Stored dataset items -
- Opening Delimiter -
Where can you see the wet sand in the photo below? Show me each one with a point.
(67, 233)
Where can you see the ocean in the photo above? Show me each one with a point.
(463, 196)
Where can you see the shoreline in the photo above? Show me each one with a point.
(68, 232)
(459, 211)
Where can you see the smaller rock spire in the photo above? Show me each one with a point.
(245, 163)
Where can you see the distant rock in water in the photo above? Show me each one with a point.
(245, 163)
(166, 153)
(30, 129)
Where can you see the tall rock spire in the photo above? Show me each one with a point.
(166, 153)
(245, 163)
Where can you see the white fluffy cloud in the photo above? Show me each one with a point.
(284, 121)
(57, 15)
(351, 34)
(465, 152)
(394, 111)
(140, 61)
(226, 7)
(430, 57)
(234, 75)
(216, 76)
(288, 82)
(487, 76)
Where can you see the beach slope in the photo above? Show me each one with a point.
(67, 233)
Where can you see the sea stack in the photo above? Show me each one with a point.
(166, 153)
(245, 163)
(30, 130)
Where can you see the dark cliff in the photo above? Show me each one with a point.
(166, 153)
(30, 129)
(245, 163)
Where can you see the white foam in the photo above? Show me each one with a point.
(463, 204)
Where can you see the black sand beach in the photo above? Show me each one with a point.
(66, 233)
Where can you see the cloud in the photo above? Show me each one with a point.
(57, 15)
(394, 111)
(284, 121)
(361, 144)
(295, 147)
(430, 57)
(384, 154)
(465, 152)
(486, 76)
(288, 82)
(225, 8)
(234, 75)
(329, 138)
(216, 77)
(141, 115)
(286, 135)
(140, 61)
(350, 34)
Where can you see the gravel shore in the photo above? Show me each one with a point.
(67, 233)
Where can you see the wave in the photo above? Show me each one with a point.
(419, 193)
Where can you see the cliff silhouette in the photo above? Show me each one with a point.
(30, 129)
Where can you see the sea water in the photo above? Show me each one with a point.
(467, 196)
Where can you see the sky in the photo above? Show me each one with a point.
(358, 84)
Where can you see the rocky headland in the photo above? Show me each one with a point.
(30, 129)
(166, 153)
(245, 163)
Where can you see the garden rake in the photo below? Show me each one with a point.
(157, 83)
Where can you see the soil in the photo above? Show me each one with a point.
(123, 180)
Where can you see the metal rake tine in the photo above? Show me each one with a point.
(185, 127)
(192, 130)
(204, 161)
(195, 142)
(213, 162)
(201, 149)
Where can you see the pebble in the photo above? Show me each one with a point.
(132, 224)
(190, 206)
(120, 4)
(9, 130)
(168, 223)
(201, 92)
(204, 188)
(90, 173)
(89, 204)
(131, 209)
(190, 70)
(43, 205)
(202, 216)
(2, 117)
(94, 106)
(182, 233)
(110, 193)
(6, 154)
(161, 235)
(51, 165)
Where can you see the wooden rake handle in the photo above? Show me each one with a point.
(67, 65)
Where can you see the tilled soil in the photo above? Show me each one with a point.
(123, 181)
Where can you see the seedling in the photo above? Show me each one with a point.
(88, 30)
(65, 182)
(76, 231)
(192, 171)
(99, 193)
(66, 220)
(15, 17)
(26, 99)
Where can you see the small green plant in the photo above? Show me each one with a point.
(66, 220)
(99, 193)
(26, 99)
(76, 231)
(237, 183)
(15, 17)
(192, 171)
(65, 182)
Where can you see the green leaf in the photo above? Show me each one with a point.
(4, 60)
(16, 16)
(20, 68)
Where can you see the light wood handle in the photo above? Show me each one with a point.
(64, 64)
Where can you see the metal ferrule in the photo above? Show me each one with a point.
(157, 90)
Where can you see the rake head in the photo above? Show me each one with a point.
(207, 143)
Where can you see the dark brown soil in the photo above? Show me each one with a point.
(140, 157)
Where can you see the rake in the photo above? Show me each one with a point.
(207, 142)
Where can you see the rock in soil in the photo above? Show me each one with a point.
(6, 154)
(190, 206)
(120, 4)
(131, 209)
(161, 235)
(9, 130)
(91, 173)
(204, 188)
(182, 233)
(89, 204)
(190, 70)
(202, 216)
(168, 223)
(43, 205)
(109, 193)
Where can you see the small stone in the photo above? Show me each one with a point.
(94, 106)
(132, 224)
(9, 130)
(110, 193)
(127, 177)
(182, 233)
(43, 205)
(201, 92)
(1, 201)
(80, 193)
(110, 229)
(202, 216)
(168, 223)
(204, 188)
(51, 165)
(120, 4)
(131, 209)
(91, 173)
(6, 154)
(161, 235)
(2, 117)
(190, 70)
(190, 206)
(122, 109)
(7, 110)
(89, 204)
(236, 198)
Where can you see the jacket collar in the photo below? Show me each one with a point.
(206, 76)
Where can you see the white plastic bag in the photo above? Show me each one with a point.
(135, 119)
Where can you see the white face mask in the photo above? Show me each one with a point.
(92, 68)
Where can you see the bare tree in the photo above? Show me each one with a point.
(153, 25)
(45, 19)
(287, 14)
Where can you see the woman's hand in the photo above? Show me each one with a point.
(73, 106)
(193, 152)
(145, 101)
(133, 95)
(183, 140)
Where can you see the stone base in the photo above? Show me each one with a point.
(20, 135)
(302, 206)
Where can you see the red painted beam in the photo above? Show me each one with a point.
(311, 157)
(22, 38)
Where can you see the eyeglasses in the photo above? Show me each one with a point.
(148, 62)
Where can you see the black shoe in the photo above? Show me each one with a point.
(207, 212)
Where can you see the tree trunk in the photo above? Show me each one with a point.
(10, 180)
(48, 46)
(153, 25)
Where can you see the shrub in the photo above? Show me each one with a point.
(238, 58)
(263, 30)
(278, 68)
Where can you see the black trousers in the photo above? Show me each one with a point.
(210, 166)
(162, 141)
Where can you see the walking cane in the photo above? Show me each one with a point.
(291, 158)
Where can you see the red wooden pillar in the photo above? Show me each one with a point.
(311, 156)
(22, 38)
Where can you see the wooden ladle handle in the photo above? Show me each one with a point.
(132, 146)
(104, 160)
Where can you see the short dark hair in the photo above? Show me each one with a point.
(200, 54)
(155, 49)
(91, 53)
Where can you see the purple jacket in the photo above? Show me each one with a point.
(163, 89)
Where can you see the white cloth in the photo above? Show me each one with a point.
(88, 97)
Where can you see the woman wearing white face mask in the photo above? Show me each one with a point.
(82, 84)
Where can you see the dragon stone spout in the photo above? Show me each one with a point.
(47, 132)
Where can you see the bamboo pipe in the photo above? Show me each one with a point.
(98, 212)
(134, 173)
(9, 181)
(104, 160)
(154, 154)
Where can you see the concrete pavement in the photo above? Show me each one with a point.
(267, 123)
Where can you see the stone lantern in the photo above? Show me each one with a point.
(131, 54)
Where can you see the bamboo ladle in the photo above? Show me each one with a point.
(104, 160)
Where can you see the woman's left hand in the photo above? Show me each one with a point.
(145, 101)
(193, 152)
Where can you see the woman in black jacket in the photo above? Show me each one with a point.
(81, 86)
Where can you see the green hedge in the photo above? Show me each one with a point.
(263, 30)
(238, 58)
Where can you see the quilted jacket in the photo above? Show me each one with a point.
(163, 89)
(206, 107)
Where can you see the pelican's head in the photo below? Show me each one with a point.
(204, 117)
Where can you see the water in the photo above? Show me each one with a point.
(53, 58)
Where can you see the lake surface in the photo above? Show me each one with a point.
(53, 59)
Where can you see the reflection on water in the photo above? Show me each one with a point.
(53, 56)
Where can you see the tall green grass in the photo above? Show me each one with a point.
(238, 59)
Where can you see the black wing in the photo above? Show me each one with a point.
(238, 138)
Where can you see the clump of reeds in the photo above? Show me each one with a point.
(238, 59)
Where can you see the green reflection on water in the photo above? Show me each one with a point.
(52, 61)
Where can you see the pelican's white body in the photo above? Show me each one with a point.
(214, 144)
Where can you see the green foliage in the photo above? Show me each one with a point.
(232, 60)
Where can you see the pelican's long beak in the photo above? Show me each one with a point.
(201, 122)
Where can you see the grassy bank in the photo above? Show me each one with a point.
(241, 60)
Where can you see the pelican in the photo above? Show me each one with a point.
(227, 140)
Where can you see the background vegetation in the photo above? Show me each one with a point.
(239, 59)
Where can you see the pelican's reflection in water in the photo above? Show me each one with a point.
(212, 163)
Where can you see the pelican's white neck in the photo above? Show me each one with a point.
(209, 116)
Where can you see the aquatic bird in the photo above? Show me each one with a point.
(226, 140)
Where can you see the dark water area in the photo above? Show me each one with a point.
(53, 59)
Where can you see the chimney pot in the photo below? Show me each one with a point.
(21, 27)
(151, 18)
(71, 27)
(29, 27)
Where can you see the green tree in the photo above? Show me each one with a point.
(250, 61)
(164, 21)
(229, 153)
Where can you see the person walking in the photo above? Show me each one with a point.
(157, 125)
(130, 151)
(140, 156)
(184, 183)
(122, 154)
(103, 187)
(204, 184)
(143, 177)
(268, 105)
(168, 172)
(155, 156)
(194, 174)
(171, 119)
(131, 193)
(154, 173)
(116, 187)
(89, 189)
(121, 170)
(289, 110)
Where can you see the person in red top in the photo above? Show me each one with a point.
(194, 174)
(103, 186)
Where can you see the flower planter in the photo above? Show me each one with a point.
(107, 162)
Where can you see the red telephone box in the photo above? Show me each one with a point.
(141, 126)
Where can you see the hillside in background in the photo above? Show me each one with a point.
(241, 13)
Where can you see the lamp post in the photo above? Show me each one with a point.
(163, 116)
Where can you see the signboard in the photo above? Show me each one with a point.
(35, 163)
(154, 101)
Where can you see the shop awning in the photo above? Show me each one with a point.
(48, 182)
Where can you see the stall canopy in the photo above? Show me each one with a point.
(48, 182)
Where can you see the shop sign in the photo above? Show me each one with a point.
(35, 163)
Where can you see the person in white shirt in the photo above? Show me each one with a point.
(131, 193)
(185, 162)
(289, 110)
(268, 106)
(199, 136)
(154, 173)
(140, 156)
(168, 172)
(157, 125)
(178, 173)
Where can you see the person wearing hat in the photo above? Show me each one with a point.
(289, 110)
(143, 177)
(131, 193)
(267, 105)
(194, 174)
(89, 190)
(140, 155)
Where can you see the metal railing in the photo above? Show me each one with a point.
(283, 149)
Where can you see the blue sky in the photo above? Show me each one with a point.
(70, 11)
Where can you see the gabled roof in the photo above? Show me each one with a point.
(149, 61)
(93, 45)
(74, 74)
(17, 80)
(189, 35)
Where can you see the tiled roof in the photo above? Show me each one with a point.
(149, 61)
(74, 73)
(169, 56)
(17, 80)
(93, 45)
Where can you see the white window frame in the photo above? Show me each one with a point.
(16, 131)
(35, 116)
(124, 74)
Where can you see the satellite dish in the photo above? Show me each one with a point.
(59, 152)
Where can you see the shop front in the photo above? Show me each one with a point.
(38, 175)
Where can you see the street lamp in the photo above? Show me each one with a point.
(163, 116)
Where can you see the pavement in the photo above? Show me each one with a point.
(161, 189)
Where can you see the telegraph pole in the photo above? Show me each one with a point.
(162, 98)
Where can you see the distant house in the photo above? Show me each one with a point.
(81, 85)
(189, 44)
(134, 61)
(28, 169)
- Closing Delimiter -
Activity -
Each line from the one containing "Where can you see the shop front" to the final line of the entries above must be returned exactly, and no other line may appear.

Answer to this exercise -
Where can you see the shop front in the photo above? Show me each one with a point.
(38, 175)
Where can you see the street lamp in the photo above? Show me each one with a point.
(163, 116)
Where can you see the pavement in the photo above? Show me each one with a point.
(161, 189)
Where can you see the telegraph pole in the photo above? Show me each one with a point.
(162, 98)
Where can you see the distant house in the photo above? Show me each one with a point.
(81, 85)
(189, 44)
(134, 61)
(28, 169)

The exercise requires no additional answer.